Dataset items
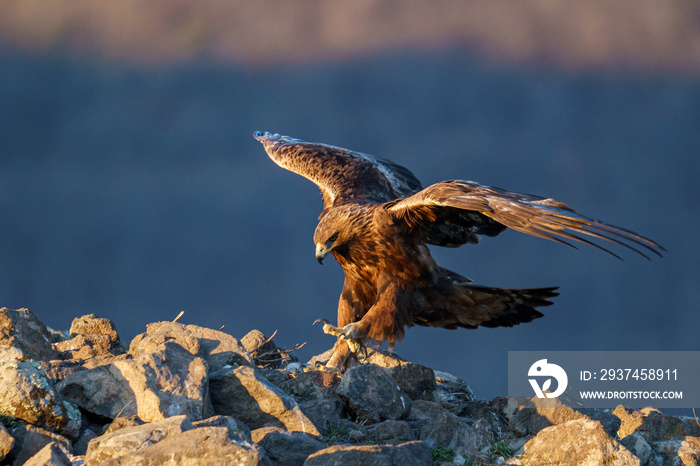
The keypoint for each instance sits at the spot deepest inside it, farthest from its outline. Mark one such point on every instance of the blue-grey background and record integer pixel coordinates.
(134, 189)
(606, 379)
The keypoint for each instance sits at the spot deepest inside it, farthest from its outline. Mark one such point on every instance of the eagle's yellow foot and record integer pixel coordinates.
(348, 333)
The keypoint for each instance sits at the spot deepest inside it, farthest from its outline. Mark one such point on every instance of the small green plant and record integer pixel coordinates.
(442, 455)
(501, 448)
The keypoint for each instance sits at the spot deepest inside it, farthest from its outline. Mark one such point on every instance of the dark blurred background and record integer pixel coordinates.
(131, 186)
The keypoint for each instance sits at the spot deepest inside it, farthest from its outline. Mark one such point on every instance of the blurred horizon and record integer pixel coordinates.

Task directions =>
Reproduce word for word the stretch of the listing from the line containing "blurred background and record integer pixel coordinates." through the end of the listing.

Expected output =>
The keypoint for each instance sits at the spot deepest inside it, farthest from its outline. Mark one such point on every instance of the dark blurred background and record integer pixel coordinates.
(131, 186)
The keypoint for each instance sits at the spot deepest inside it, farthest from its outline. Mark one such point on every instance of the blurred horizon and record integer pixel coordinates.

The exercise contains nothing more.